Document text:
§ §
A Legend Retires: Jane Toll
9 October 2014
On the 23rd of October 1987, a young crop collector named Jane Toll was taking part in a collecting mission in central Chad, helping the staff of the young country’s genebank seek out and conserve indigenous diversity.
“Our focus was mostly forages,” Jane recalls. “However, what we found was areas where there were lots of wild rices, and they were quite interesting. These were growing in shallow pans that baked dry once the rains had finished. But while there were rains, wild rice grew in these pans. And, in fact, the local people gathered it to eat. Now I can’t be certain if that was just in times when their own stocks of millet and sorghum were low because of delay in the rains, or whether they did it out of choice, but we saw them gathering these wild rices.”
§ §
In the piece on Jane Toll, rewrite the stretch from "A Legend Retires: Jane" through "conserve indigenous diversity.", swapping "genebank" for "seed bank".

Extracted entries:
§ §
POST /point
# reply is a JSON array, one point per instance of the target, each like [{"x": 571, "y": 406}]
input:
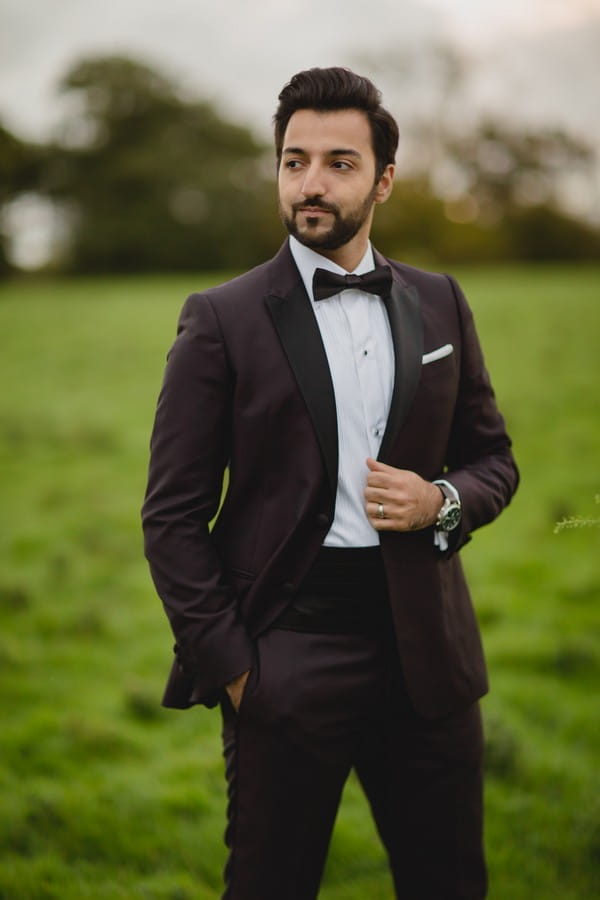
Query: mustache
[{"x": 317, "y": 203}]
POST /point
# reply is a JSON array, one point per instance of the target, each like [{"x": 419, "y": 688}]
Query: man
[{"x": 326, "y": 610}]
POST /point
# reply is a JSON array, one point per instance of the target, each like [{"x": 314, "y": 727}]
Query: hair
[{"x": 334, "y": 89}]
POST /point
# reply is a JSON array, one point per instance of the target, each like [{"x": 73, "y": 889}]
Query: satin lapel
[
  {"x": 404, "y": 312},
  {"x": 301, "y": 339}
]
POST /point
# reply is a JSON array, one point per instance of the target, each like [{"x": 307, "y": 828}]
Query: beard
[{"x": 342, "y": 230}]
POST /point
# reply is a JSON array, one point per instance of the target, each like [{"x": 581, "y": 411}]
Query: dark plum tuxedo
[{"x": 247, "y": 387}]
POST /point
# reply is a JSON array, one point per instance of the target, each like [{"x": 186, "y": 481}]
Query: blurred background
[
  {"x": 137, "y": 136},
  {"x": 136, "y": 166}
]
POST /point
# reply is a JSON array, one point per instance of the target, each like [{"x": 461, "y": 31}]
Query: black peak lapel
[
  {"x": 404, "y": 312},
  {"x": 300, "y": 337}
]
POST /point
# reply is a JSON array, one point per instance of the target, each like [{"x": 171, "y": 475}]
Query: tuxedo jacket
[{"x": 247, "y": 389}]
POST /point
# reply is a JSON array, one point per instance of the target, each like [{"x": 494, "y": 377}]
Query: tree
[{"x": 150, "y": 180}]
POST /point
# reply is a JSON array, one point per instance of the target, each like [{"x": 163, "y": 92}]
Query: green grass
[{"x": 107, "y": 795}]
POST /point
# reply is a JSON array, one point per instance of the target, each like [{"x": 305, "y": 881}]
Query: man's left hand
[{"x": 408, "y": 501}]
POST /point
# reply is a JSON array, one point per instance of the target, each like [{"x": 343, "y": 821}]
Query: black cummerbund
[{"x": 344, "y": 591}]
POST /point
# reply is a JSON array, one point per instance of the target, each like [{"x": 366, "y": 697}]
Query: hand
[
  {"x": 235, "y": 689},
  {"x": 409, "y": 502}
]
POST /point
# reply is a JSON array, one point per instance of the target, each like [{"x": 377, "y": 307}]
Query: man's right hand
[{"x": 235, "y": 689}]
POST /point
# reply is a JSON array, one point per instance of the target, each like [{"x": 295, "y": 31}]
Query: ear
[{"x": 385, "y": 184}]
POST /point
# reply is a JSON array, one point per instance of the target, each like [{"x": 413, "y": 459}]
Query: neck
[{"x": 349, "y": 255}]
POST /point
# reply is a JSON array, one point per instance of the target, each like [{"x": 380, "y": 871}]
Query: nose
[{"x": 313, "y": 184}]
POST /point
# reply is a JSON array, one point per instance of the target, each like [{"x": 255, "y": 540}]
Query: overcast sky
[{"x": 536, "y": 59}]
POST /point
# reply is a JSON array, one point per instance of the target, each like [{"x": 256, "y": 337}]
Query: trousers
[{"x": 318, "y": 704}]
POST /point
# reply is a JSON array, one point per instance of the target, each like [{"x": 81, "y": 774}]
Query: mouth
[{"x": 314, "y": 211}]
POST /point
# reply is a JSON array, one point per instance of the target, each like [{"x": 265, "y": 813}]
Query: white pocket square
[{"x": 440, "y": 353}]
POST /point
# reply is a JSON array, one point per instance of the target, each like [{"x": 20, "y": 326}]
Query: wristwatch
[{"x": 450, "y": 513}]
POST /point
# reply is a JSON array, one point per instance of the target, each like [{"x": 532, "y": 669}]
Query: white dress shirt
[{"x": 358, "y": 342}]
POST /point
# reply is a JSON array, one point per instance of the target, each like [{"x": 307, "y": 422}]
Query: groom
[{"x": 326, "y": 610}]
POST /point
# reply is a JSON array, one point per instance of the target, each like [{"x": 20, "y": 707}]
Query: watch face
[{"x": 451, "y": 518}]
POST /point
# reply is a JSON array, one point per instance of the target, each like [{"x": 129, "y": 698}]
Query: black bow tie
[{"x": 377, "y": 281}]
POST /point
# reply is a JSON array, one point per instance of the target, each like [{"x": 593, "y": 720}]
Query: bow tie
[{"x": 377, "y": 281}]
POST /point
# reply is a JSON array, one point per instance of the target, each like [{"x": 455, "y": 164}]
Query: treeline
[{"x": 143, "y": 178}]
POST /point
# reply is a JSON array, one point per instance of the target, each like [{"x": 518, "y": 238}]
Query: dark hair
[{"x": 333, "y": 89}]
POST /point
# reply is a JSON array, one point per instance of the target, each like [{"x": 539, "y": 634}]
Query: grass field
[{"x": 104, "y": 794}]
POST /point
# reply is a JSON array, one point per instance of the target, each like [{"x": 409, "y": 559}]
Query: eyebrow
[{"x": 337, "y": 151}]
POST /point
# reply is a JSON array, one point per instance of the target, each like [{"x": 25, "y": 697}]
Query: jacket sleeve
[
  {"x": 189, "y": 452},
  {"x": 479, "y": 460}
]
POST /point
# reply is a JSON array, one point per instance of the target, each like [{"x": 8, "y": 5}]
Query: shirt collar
[{"x": 308, "y": 260}]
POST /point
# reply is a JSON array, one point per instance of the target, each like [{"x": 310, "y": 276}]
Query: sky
[{"x": 532, "y": 59}]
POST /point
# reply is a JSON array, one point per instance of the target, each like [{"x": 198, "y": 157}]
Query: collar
[{"x": 308, "y": 260}]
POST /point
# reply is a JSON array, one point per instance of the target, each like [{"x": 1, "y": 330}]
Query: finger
[
  {"x": 376, "y": 466},
  {"x": 378, "y": 479}
]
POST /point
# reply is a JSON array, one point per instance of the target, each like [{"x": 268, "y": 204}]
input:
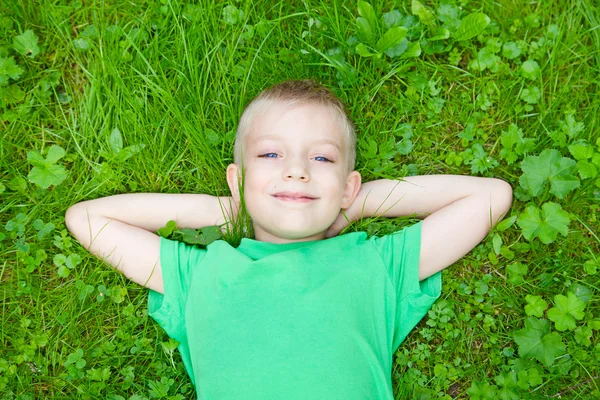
§ §
Your response:
A Legend Retires: Jane Toll
9 October 2014
On the 23rd of October 1987, a young crop collector named Jane Toll was taking part in a collecting mission in central Chad, helping the staff of the young country’s seed bank seek out and conserve indigenous diversity.